### Short problem:
Rewrite the part that opens with the line containing "Where can the wall-mounted" and closes with the line containing "[1427, 121]", replacing every "lamp" with "light" and keeping all else unchanged.

Stored entries
::::::

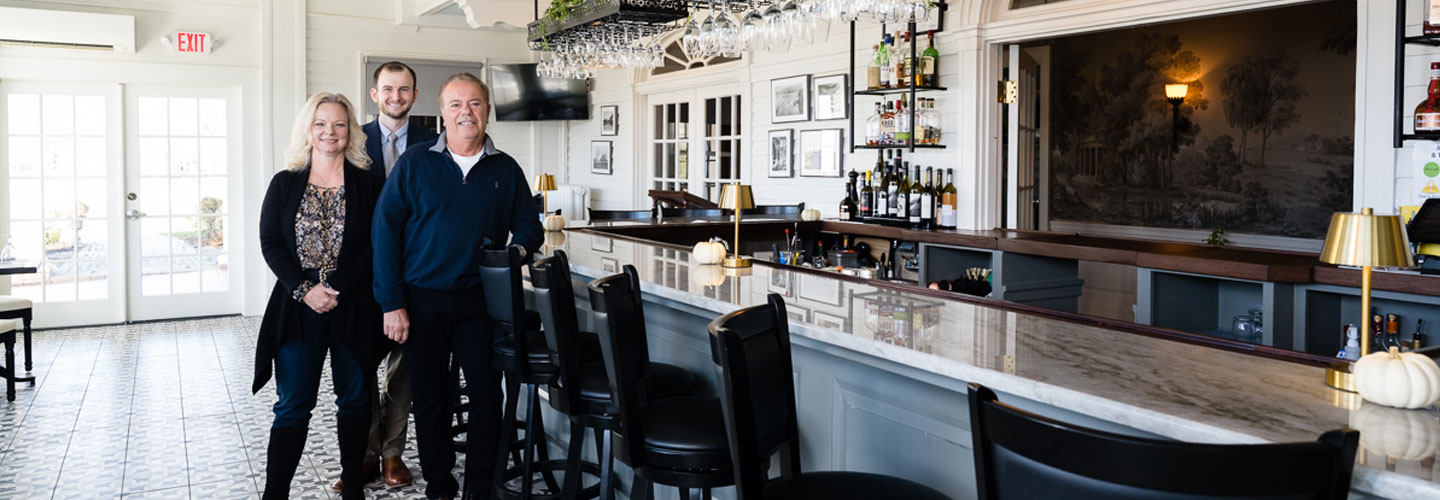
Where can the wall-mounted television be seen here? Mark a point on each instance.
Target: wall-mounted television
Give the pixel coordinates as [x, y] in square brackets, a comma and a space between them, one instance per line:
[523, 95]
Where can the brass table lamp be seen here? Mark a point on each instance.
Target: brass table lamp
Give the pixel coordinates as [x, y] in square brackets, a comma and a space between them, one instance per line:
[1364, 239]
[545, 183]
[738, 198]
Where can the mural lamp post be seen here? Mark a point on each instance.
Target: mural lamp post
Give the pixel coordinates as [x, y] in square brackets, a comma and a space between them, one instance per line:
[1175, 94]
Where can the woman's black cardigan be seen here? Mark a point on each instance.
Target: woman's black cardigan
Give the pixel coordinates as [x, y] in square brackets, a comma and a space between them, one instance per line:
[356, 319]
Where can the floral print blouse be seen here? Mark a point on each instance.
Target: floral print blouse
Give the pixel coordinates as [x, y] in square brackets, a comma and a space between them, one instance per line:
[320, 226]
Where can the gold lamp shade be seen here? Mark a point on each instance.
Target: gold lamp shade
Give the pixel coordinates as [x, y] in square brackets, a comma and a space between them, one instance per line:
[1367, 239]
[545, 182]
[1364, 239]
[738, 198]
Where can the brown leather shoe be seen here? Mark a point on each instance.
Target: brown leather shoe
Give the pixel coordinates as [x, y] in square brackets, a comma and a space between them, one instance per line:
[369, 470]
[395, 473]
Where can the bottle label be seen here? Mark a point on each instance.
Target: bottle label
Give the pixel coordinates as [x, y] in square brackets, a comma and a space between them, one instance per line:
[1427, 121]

::::::

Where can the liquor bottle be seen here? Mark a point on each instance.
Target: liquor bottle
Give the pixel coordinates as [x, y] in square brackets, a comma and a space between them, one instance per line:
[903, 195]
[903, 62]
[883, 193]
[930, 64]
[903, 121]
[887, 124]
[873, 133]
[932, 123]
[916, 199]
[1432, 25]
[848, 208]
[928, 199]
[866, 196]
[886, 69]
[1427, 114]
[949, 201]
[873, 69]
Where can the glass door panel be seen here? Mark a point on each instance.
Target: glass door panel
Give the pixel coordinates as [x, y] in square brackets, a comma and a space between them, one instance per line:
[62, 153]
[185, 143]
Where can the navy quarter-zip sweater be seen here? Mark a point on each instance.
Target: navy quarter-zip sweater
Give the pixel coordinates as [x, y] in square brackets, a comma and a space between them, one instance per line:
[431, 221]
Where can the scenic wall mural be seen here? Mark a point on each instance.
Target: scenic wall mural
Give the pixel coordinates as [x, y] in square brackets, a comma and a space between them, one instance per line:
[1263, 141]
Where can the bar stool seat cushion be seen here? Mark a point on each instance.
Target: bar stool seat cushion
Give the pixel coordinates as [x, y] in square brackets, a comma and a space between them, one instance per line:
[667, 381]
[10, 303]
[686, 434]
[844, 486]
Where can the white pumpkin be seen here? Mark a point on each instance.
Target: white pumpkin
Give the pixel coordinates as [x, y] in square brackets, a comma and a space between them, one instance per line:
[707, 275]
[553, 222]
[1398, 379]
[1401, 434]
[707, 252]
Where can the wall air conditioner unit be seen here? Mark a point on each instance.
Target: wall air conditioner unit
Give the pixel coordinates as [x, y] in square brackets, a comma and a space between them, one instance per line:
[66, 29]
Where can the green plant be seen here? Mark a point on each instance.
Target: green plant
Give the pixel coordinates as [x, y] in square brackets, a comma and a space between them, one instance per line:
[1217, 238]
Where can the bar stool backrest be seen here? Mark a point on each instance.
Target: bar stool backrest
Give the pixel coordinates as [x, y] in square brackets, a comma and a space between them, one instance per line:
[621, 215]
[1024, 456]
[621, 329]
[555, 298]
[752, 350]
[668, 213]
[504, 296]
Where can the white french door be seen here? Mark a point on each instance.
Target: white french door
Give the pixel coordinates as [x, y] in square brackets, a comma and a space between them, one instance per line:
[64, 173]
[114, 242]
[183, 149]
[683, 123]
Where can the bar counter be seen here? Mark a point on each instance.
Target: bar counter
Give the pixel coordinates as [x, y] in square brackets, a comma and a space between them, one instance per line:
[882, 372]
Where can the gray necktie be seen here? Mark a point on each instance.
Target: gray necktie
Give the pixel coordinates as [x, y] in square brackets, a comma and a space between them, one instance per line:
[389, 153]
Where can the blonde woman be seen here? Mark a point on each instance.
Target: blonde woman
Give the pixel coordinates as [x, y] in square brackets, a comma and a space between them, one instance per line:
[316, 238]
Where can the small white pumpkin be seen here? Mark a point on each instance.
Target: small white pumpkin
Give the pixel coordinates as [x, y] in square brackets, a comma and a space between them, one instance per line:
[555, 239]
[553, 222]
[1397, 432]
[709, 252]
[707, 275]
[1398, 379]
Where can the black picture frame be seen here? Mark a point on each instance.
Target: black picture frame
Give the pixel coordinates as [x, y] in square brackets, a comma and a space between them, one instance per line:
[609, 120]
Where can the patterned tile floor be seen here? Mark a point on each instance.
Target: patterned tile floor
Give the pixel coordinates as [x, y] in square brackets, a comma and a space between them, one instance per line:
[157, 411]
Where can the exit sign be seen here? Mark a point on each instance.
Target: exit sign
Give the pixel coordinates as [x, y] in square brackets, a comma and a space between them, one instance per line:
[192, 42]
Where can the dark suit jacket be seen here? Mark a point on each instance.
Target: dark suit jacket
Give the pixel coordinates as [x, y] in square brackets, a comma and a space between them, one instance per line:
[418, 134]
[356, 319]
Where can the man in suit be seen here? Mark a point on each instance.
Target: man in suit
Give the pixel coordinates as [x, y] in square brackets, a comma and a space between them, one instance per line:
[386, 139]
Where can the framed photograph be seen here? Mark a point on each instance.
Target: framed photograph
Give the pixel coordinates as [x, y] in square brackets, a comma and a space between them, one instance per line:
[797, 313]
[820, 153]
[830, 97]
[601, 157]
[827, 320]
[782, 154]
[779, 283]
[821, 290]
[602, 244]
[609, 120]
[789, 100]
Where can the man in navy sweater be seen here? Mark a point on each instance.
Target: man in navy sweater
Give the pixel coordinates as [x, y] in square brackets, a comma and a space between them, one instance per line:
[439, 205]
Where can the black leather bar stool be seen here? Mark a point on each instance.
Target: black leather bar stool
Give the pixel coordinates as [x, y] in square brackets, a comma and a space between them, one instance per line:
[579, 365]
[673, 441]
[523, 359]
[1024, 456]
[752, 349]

::::::

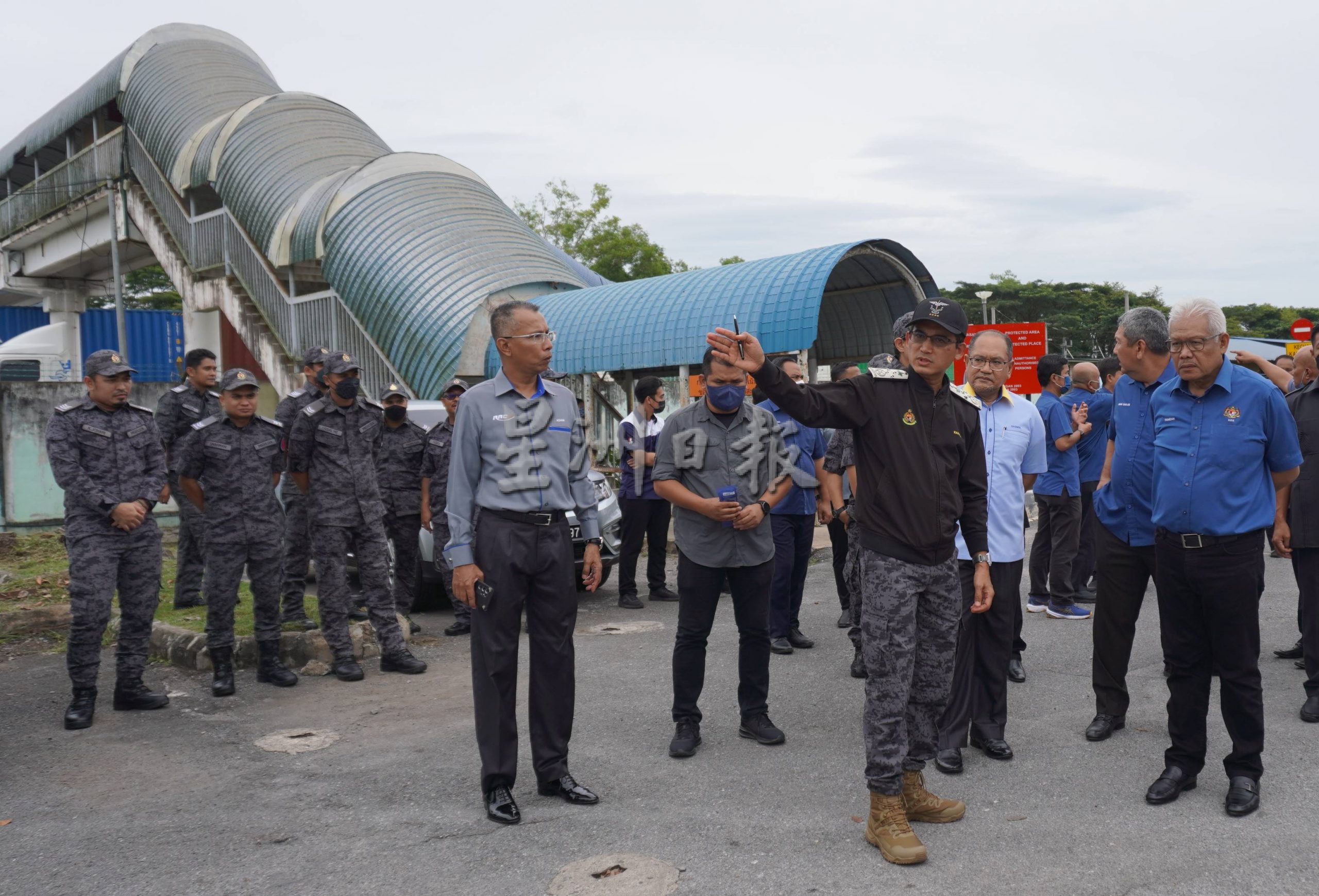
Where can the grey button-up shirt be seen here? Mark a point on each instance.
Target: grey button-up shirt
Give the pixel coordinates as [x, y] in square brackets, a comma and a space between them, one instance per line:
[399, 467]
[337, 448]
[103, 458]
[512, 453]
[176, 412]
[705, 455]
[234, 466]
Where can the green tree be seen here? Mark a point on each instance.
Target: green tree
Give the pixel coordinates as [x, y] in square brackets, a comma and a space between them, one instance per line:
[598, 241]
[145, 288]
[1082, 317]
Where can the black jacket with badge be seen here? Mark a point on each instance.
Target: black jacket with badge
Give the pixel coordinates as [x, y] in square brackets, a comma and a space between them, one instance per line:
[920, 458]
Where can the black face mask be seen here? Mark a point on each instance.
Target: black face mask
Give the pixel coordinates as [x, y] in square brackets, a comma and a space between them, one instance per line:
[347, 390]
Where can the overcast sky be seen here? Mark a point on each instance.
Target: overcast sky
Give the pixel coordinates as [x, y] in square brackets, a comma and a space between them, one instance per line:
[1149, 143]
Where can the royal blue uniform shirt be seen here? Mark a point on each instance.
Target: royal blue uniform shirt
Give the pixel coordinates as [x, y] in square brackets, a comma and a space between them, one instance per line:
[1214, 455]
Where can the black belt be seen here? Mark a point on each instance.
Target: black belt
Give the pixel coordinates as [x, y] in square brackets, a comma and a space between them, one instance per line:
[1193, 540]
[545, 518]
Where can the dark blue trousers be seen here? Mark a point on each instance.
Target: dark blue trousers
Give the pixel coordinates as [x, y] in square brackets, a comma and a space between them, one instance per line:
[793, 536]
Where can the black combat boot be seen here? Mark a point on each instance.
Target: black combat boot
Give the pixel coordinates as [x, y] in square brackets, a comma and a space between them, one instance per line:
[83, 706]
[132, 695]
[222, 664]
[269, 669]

::::::

### Exercise solution:
Where can the wall-mounted television be seen here? Mark a point on each instance.
Target: wall-mounted television
Give the pixel coordinates as [x, y] in square brackets, a comma and a space between them, one instance per line:
[523, 95]
Where can the brass table light be seen here? Mark a point on each instance.
Target: brass table light
Give the pixel coordinates as [x, y] in square brackets, a comma and a space between them, one instance per line:
[1364, 239]
[545, 183]
[738, 198]
Where can the mural light post be seen here? Mark a point on each instance.
Target: mural light post
Give the pixel coordinates as [x, y] in square brackets, a comma and a space between them, one instance per line:
[1175, 94]
Where can the woman's black cardigan be seen here? Mark a point on each instance.
Target: woman's black cardigan
Give the pixel coordinates as [x, y] in square brackets, a comma and a space between them, one instance per line:
[356, 319]
Where can the floral print blouse be seen here? Mark a point on each instance.
Target: floral print blouse
Give the pixel coordinates as [x, y] in square brackets, a comma and a space between them, one instance per line:
[320, 226]
Where can the gold light shade be seen here? Mark a point on each instance.
Target: gold light shade
Give the pixel coordinates as [x, y] in square brackets, a comma and a space between them, one instance per line:
[1367, 239]
[545, 182]
[1364, 239]
[738, 198]
Where can the brown leather shoe be seen here? Mark a point on each instance.
Target: brown leather shoe
Give the pixel coordinates as [x, y] in square brackets, a comma and a space between them, one instance per line:
[369, 470]
[395, 473]
Where can the bottle label be seen here? Mark a point on each instance.
Target: bottle label
Give the pixel coordinates as [x, y] in square brackets, a comma and a space between them, one instance per line:
[1427, 121]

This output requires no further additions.